§ **What is required**
Could you filter the records below and keep only the lines with the word "point"?

□ □ □ □ □

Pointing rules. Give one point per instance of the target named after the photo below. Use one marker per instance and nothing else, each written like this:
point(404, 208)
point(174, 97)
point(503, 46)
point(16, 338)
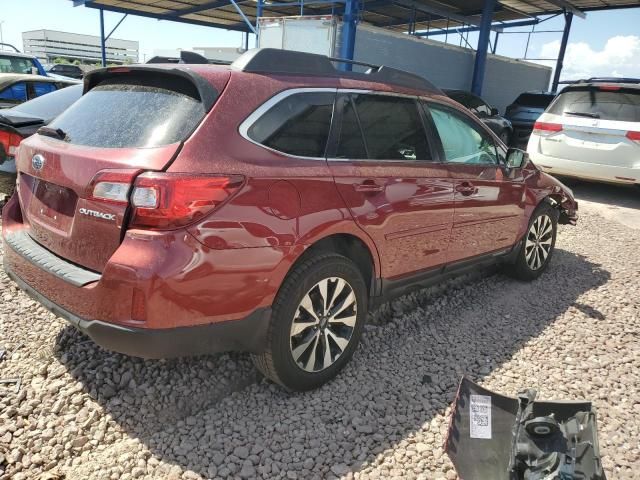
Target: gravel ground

□ □ □ □ □

§ **Response area**
Pointing rules. Give one point per instance of the target named after the photo below. Use one marker per instance and nothing else, each written like this:
point(404, 208)
point(174, 97)
point(503, 46)
point(16, 338)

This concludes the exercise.